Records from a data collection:
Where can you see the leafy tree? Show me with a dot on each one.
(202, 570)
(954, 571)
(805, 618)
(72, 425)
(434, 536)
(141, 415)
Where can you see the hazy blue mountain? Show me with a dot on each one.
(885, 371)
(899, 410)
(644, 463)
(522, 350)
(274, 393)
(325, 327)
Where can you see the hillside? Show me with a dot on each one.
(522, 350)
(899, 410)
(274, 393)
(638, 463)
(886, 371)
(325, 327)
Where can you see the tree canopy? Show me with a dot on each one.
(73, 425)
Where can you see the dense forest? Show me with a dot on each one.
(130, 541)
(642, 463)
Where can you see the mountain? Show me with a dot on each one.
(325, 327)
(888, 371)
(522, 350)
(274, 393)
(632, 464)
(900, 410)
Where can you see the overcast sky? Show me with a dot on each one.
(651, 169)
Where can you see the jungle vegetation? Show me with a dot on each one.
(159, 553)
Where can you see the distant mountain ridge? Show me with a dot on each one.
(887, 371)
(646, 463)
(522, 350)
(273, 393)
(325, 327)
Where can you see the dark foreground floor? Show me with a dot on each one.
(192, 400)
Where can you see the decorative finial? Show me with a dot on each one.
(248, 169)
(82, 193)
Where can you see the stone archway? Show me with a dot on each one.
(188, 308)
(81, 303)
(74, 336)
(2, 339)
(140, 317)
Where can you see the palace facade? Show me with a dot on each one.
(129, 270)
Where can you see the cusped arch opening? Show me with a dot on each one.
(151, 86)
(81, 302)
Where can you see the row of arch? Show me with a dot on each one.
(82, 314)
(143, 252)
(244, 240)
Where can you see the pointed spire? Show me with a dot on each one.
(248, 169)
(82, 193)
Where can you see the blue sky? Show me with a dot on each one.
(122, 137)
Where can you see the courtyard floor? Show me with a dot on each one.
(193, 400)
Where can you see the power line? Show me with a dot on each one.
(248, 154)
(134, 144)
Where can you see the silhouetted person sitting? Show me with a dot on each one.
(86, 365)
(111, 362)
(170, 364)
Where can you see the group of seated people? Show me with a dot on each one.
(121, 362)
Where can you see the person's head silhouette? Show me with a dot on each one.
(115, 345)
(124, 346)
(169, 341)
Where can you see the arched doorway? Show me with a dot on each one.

AIM:
Send back exactly the lines from the line with "Where can you see the pointed" through the end of the records.

TASK ANSWER:
Where can you see the pointed spire? Show me with a dot on each one.
(248, 169)
(82, 193)
Where can you see the blue sky? Show me with a dot on each one.
(122, 137)
Where can you see the courtyard floor? Show me with a dot on each one.
(193, 400)
Where can you see the power line? Show me with a dot on each one.
(248, 154)
(134, 144)
Where can you see the silhouetted person sitting? Show me with a dot on each one.
(86, 365)
(111, 362)
(170, 364)
Where can you see the group of seated people? Show me with a dot on each one.
(121, 362)
Where can you see the person's head silhouette? Show me with a dot on each one.
(115, 345)
(124, 346)
(169, 341)
Where can you see the arched doorway? Show me with a dot on each one.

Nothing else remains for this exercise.